__SUPPLIED DATA__
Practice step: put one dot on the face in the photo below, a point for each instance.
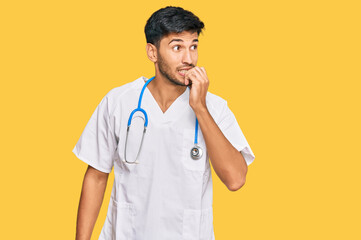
(177, 54)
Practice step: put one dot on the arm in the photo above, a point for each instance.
(228, 163)
(91, 199)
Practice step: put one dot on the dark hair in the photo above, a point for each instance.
(171, 20)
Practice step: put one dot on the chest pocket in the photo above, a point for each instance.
(199, 165)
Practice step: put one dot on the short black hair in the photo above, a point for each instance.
(170, 20)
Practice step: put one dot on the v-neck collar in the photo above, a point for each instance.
(174, 111)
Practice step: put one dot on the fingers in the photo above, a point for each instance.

__AIM__
Return every line above word for word, with the picture left out.

__REPLY__
Practice step: put one dot on the face in the photo below, a point for each instance.
(177, 54)
Practice step: put one dot on the arm in the photo above, a point for each instance.
(228, 163)
(91, 199)
Practice step: put one dot on the dark hair in the photo above, a point for each instance.
(171, 20)
Practice step: put one dot on the chest pocket in the photo above, a point for each instance.
(199, 165)
Practice step: put one dot on the short black hair in the photo above, a point for each instance.
(170, 20)
Practice step: put one dot on the v-neck collar in the photo above, a point for each instance.
(174, 111)
Practice step: put one dot on the fingers in the photo above, a point for each instance.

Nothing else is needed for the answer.